§ **Your instructions**: Write each line exactly, from the line that holds "Target: round woven bag" through the final line of the material, and no other line.

§ **Position identification records**:
=-=-=-=-=
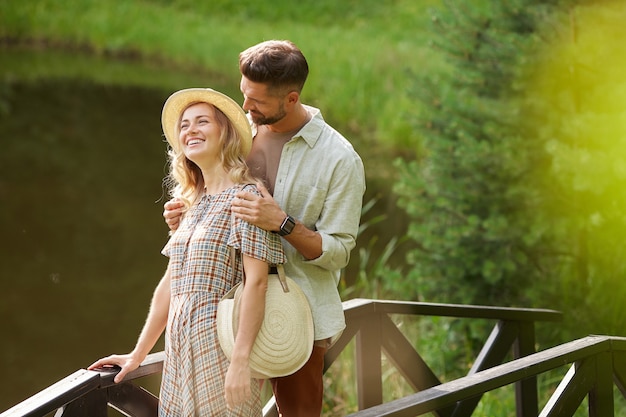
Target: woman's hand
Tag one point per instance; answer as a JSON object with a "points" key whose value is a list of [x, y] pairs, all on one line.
{"points": [[237, 384], [127, 363]]}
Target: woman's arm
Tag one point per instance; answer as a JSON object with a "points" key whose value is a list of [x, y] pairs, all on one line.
{"points": [[252, 310]]}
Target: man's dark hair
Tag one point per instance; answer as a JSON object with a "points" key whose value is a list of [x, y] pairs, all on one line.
{"points": [[279, 64]]}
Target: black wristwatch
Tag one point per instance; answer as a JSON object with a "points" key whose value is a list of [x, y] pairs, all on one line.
{"points": [[287, 226]]}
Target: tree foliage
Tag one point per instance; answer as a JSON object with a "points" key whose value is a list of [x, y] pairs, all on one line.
{"points": [[518, 198], [469, 196]]}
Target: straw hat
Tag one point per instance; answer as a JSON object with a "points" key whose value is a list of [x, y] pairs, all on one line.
{"points": [[180, 100], [284, 342]]}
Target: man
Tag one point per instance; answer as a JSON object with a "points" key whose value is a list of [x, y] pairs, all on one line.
{"points": [[312, 192]]}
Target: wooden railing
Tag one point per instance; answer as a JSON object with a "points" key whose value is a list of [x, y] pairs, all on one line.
{"points": [[597, 362], [369, 324]]}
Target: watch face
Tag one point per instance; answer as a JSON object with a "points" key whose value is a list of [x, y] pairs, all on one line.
{"points": [[287, 226]]}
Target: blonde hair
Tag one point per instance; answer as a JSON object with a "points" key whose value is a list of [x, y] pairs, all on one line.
{"points": [[184, 180]]}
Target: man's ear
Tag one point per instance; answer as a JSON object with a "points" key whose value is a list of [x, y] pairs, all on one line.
{"points": [[293, 97]]}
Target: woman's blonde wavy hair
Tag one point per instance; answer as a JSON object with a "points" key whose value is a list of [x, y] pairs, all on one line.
{"points": [[184, 180]]}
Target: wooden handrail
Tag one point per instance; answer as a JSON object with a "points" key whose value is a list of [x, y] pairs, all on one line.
{"points": [[597, 360], [367, 322]]}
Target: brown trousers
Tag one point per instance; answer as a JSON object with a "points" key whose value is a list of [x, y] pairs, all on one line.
{"points": [[301, 394]]}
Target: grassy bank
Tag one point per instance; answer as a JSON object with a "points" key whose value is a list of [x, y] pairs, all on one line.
{"points": [[360, 53]]}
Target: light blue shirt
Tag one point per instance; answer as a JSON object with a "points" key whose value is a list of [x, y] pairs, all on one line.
{"points": [[321, 182]]}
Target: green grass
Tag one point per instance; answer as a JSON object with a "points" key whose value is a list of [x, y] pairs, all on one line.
{"points": [[360, 52]]}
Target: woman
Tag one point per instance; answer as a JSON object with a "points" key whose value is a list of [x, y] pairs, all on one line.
{"points": [[209, 137]]}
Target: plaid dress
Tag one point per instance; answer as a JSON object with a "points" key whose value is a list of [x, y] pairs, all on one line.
{"points": [[201, 273]]}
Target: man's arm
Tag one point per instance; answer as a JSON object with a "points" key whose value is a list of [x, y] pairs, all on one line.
{"points": [[263, 211]]}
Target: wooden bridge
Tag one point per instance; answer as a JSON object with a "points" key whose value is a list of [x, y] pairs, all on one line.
{"points": [[597, 365]]}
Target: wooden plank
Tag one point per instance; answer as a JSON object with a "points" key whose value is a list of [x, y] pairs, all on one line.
{"points": [[133, 400], [466, 387], [467, 311], [56, 395], [369, 364], [493, 353], [526, 395], [568, 396]]}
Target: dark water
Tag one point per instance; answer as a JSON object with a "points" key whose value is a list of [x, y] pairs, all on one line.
{"points": [[81, 165]]}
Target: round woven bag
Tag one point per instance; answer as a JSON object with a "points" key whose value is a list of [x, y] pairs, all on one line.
{"points": [[285, 340]]}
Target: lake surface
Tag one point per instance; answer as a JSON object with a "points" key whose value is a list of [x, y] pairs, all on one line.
{"points": [[81, 165]]}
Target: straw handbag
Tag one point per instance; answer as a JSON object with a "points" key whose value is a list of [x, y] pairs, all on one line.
{"points": [[285, 340]]}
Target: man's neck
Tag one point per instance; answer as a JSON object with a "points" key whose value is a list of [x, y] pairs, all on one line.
{"points": [[292, 121]]}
=-=-=-=-=
§ **Task answer**:
Target: round woven bag
Tag one point per instance; answer as a JSON object with a "points" key whose value is a list of [x, y] pairs, all on one line.
{"points": [[285, 340]]}
Target: lake surface
Tag one point per instance; answer as a JSON object with a "points" key whose value is a list of [x, y] pairs, all on one line.
{"points": [[81, 165]]}
Target: straw handbag
Tag one point per instance; answer as a JSON object with a "points" key whose value is a list of [x, y] pairs, all on one line.
{"points": [[285, 340]]}
Target: man's neck
Tag one point per instance; answer as a JSON object with a "points" key whose value is a list of [x, y] pairs, all on one line.
{"points": [[292, 121]]}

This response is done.